* [Exercise objective]: Which lines in the items below contain the string "hair"? Locate each one and copy it out, counting only matches with the same case.

Dataset rows start

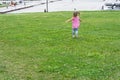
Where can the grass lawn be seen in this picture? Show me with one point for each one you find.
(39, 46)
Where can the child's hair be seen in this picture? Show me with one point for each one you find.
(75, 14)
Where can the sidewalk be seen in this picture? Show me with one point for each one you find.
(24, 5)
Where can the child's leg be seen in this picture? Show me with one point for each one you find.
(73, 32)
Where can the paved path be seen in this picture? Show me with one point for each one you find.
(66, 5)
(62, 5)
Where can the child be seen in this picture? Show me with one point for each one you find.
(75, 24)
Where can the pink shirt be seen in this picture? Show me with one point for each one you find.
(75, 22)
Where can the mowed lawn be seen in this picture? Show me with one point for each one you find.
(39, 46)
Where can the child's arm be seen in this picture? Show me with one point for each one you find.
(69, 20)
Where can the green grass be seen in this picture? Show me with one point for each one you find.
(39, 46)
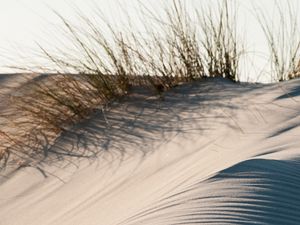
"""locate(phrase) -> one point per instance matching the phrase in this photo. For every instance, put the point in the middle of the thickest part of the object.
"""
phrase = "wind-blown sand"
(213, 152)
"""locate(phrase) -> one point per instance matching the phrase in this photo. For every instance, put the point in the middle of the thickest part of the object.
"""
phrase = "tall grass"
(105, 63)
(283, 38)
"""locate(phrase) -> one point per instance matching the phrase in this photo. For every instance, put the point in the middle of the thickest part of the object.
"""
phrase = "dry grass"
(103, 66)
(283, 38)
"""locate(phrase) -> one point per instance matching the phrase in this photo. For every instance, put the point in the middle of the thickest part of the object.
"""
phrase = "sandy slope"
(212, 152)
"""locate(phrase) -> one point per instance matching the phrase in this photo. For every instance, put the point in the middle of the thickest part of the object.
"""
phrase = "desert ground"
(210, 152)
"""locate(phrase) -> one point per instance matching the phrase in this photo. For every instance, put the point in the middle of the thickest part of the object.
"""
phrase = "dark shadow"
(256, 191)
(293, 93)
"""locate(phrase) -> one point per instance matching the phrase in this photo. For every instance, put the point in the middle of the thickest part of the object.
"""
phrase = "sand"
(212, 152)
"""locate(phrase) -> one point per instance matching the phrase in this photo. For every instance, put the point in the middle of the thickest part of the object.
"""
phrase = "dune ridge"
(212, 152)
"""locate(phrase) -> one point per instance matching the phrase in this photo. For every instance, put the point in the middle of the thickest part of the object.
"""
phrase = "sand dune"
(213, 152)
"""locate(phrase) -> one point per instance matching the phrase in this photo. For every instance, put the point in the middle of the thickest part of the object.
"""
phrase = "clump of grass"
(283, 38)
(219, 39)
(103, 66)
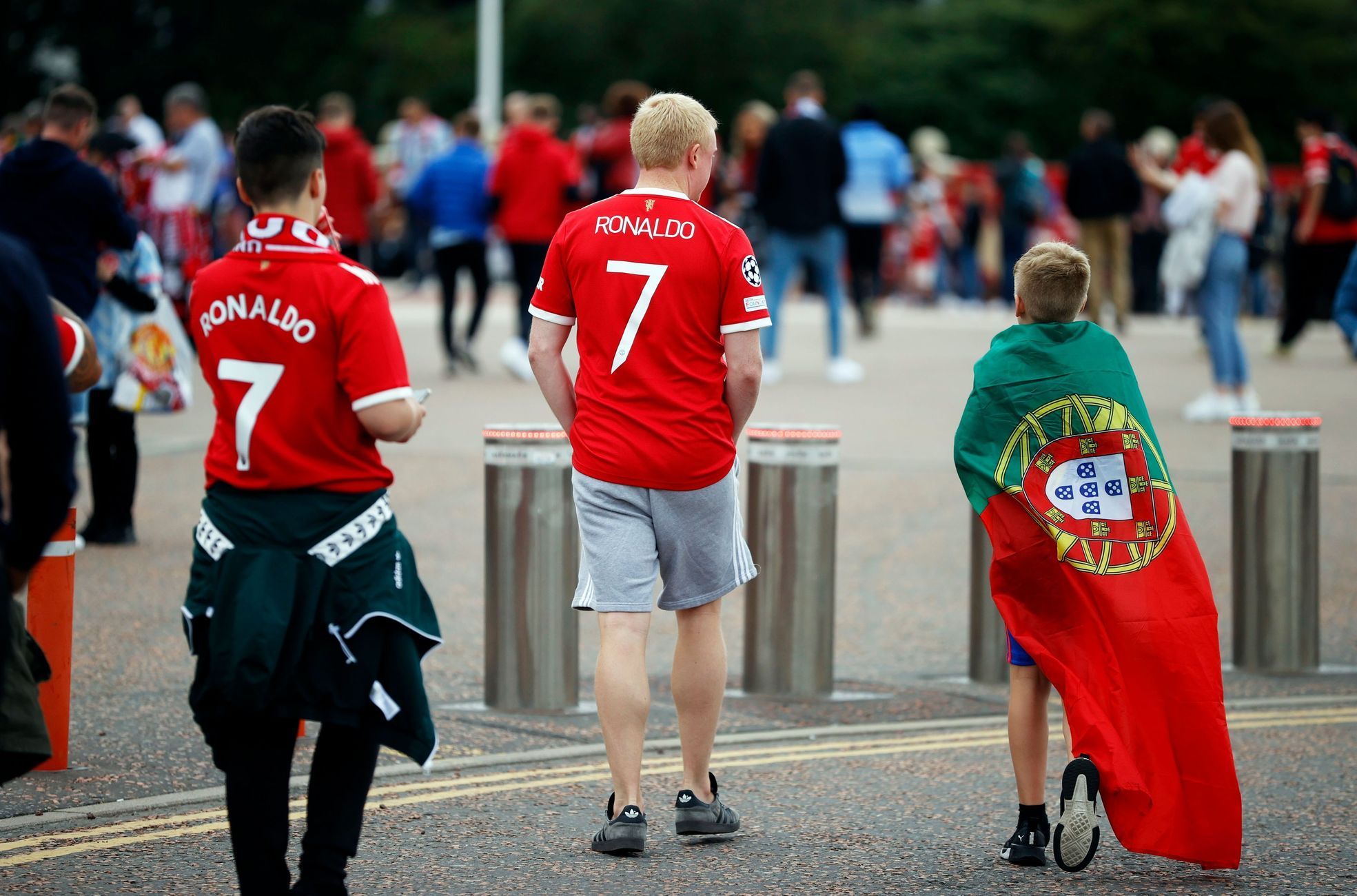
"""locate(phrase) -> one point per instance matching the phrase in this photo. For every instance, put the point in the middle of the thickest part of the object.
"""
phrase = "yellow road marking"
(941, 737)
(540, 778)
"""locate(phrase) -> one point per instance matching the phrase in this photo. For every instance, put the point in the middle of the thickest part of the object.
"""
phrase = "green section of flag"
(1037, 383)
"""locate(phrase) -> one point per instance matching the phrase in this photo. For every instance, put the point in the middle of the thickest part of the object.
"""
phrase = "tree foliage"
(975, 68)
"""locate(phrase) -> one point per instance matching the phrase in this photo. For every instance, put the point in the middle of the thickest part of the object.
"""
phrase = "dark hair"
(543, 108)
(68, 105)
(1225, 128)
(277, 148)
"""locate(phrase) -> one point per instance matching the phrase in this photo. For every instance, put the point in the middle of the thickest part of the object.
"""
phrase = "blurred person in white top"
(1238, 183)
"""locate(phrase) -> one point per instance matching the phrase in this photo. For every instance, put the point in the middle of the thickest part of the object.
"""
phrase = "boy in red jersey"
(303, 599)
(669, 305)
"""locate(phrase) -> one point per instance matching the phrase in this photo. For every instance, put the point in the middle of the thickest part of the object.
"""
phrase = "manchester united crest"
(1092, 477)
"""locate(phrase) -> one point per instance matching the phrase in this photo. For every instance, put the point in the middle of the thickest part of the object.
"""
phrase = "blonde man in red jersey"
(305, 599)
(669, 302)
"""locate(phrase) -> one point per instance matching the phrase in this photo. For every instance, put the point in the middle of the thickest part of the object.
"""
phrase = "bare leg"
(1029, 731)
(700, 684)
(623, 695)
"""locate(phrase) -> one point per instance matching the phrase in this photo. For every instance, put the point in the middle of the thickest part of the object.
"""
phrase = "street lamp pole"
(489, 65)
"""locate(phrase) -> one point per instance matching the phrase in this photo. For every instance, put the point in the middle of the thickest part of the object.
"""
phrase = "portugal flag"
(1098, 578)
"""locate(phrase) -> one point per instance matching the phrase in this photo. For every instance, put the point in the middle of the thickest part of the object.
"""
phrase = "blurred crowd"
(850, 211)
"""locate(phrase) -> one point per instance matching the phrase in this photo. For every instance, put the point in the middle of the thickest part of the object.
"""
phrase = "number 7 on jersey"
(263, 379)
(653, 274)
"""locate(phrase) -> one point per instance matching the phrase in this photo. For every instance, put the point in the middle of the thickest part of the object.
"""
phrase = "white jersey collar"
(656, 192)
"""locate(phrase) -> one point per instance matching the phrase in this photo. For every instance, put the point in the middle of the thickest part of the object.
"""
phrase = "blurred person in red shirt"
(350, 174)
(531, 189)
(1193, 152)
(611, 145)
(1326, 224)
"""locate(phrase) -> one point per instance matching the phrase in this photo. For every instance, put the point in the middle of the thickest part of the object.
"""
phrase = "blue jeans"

Dataset rows end

* [Solution to the exercise]:
Where can the child's hair be seen in this picture? Show me with one point for each one you find.
phrase = "dark hair"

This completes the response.